> Tugas:
a - Jawab pertanyaan berikut berdasarkan teks sejarah Tahun Baru Hijriah:
(i) Apa kritik dalam surat balasan yang diterima khalifah?
(ii) Bulan apa yang sudah digunakan bangsa Arab sebagai bulan pertama sebelum masa kenabian?
(iii) Pada bulan apa Nabi saw. dan Abu Bakar r.a. hijrah ke Madinah menurut riwayat?
b - Teruskan teks sejarah Tahun Baru Hijriah, mulai setelah kalimat terakhirnya.

> Kutipan:
☆ ☆ ☆

Sejarah Penentuan Tahun Baru Hijriah
sejarah
digunakannya sistem perhitungan tahun Islam bermula sejak kejadian di
masa Umar bin Al-Khattab r.a.
Salah satu riwayat menyebutkan yaitu ketika khalifah mendapat surat balasan
yang mengkritik bahwa suratnya terdahulu dikirim tanpa angka tahun. Beliau
lalu bermusyawarah dengan para shahabat dan singkat kata, mereka pun berijma’
untuk menjadikan momentum tahun di mana terjadi peristiwa hijrah Nabi saw. sebagai
awal mula perhitungan tahun dalam Islam.
Sedangkan
sistem kalender qamariyah berdasarkan peredaran bulan konon sudah dikenal oleh
bangsa Arab sejak lama. Demikian juga nama-nama bulannya serta jumlahnya yang
12 bulan dalam setahun. Bahkan mereka sudah menggunakan bulan Muharram sebagai
bulan pertama dan Dzulhijjah sebagai bulan ke-12 sebelum masa kenabian.
Sehingga yang
dijadikan titik acuan hanyalah tahun dimana terjadi peristiwa hijrah Nabi saw..
Bukan bulan dimana peristiwa hijrahnya terjadi. Sebab menurut riwayat, beliau
dan Abu Bakar r.a.hijrah ke Madinah pada bulan Sya’ban, atau bulan Rabiul Awwal
menurut pendapat yang lain, tapi yang pasti bukan di bulan Muharram. Namun
bulan pertama dalam kalender Islam tetap bulan Muharram.

☆ ☆ ☆

Catatan dataset penunjukan:

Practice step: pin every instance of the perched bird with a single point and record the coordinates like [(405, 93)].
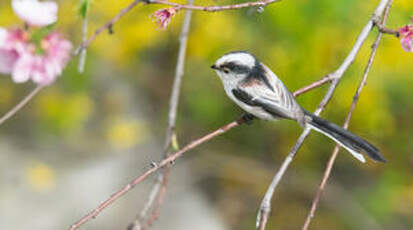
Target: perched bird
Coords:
[(257, 90)]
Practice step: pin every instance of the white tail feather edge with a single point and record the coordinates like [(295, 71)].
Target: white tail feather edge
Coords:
[(357, 155)]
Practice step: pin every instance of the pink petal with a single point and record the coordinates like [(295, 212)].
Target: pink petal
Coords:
[(34, 12), (3, 36), (8, 59), (23, 68), (407, 42)]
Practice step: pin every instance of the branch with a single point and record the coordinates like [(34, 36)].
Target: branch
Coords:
[(171, 158), (383, 29), (215, 8), (265, 206), (21, 104), (108, 25), (331, 161), (158, 191), (156, 167)]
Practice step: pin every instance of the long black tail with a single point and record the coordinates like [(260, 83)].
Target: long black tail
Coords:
[(353, 143)]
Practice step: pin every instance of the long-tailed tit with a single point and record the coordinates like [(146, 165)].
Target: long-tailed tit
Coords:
[(257, 90)]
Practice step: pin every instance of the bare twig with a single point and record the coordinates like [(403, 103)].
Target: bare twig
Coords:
[(383, 29), (265, 206), (214, 8), (21, 104), (163, 163), (331, 161), (153, 169), (108, 25), (83, 52), (158, 191)]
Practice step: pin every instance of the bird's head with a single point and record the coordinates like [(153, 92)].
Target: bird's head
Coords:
[(235, 65)]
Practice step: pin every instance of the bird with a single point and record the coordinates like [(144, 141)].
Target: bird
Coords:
[(257, 90)]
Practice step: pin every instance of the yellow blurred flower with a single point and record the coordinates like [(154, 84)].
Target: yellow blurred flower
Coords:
[(41, 177), (123, 134)]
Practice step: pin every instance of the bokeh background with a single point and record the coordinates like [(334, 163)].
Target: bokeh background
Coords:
[(88, 134)]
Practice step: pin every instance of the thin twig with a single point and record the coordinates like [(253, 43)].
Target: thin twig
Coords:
[(157, 166), (331, 161), (107, 25), (21, 104), (214, 8), (265, 206), (153, 169), (83, 52), (158, 191), (383, 29)]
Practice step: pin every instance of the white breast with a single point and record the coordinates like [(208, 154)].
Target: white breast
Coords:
[(229, 85)]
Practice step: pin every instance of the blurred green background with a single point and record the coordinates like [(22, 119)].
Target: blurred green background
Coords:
[(300, 40)]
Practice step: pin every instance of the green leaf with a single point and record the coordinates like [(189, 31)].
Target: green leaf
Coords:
[(84, 8)]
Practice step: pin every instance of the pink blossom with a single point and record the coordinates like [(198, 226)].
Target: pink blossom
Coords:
[(164, 16), (25, 61), (406, 37), (34, 12), (12, 44)]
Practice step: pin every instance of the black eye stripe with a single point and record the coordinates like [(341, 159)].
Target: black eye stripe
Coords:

☆ ☆ ☆

> Kunci Jawaban:
a -
(i) Surat khalifah sebelumnya dikirim tanpa angka tahun.
(ii) Bulan Muharram.
(iii) Bulan Sya'ban, atau bulan Rabiul Awwal menurut pendapat yang lain.

b -
Alasan Muharram Dijadikan Bulan Pertama
Penting untuk
dicatat disini adalah pilihan para shahabat menjadikan peristiwa hijrah nabi
sebagai titik tolak awal perhitungan kalender Islam. Mengapa bukan berdasarkan
tahun kelahiran Nabi saw.? Mengapa bukan berdasarkan tahun beliau diangkat
menjadi Nabi? Mengapa bukan berdasarkan tahun Al-Qur’an turun pertama
kali? Mengapa bukan berdasarkan tahun terjadinya perang Badar? Mengapa bukan
berdasarkan tahun terjadinya pembebasan kota Mekkah? Mengapa bukan berdasarkan
tahun terjadinya haji Wada’ (perpisahan) dan mengapa bukan berdasarkan tahun
meninggalnya Rasulullah saw.?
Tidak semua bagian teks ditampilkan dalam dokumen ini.